→ **Problem description**:
All entries below are to be reproduced exactly.

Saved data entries
◆ ◆ ◆ ◆

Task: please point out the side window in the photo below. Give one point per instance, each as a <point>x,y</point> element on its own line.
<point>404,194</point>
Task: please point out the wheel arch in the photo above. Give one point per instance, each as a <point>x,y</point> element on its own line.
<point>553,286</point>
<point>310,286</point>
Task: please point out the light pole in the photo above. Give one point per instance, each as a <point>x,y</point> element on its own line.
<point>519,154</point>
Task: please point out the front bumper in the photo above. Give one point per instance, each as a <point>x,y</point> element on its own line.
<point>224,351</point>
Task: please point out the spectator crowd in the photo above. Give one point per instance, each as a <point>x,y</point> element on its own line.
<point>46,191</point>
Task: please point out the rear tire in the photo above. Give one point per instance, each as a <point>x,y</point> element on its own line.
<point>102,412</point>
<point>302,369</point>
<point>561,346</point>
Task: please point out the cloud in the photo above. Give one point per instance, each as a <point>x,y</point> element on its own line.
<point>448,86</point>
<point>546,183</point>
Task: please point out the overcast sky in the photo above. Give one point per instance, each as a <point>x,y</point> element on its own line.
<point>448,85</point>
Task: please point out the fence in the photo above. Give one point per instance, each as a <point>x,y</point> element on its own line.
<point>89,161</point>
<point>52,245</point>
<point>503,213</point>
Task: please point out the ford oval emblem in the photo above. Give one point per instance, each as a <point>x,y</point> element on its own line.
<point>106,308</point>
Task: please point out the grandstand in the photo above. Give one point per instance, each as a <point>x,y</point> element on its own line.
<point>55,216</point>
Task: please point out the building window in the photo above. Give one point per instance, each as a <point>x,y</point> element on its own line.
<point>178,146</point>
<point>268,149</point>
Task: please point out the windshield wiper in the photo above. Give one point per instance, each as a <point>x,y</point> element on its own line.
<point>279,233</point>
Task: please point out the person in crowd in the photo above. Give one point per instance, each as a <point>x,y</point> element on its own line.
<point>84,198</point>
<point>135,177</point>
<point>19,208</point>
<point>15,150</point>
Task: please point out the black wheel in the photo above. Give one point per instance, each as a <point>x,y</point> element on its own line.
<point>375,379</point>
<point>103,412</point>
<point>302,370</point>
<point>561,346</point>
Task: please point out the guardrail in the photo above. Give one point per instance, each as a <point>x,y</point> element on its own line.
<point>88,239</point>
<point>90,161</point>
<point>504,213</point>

◆ ◆ ◆ ◆

→ **Written answer**:
Task: please point out the side window in the photo below. Give one point per instance, each as a <point>x,y</point> element on its own line.
<point>404,194</point>
Task: please point out the wheel arch in the photo above. Give one point per instance, each as a <point>x,y</point> element on its own line.
<point>553,286</point>
<point>310,286</point>
Task: please point out the light pole in the photo above. Give one point per instance, each as a <point>x,y</point> element on its own line.
<point>519,154</point>
Task: please point out the front bumper in the photo above. Give one point per instance, each as a <point>x,y</point> element on its own line.
<point>224,351</point>
Task: please point out the spectator crowd in the photo above. Give one point per instance, each as a <point>x,y</point> element on its own line.
<point>46,191</point>
Task: please point out the rear tire in the photo above. Give one point per instance, each as a <point>x,y</point> element on its own line.
<point>102,412</point>
<point>302,369</point>
<point>561,346</point>
Task: please point out the cloud in the photo above. Give one point per instance, each as a <point>x,y</point> element on its own line.
<point>448,86</point>
<point>546,183</point>
Task: please point out the overcast sky in the photo above. Give one point per instance, each as a <point>x,y</point> element on its own line.
<point>448,85</point>
Task: please point out the fence in the photo above. Give one point per instance, each as a <point>x,y</point> element on its own line.
<point>89,161</point>
<point>52,245</point>
<point>503,213</point>
Task: please point out the ford oval emblem in the photo above. Give one point per instance, each as a <point>x,y</point> element on its own line.
<point>106,308</point>
Task: please point out the grandstand in the photo above. Give one point per instance, each as a <point>x,y</point> element on its own line.
<point>55,216</point>
Task: please point out the building window in the photo above. Give one point per instance, each as a <point>x,y</point> element on its own line.
<point>178,146</point>
<point>268,149</point>
Task: please point out the windshield wiper in the photo above. Give one point per instance, each as a <point>x,y</point> element on its own line.
<point>279,233</point>
Task: please point out the person in crowd in the photo above. Give one point per instance, each as a <point>x,y</point> element on its own line.
<point>84,198</point>
<point>135,177</point>
<point>19,208</point>
<point>15,150</point>
Task: please point out the black wheel in the photo above. Give one point per instance, each as a <point>x,y</point> element on its own line.
<point>375,379</point>
<point>103,412</point>
<point>302,370</point>
<point>561,346</point>
Task: please point out the guardrail in the photo above. Give one point per instance, each as a <point>x,y</point> element on its own line.
<point>88,239</point>
<point>90,161</point>
<point>504,213</point>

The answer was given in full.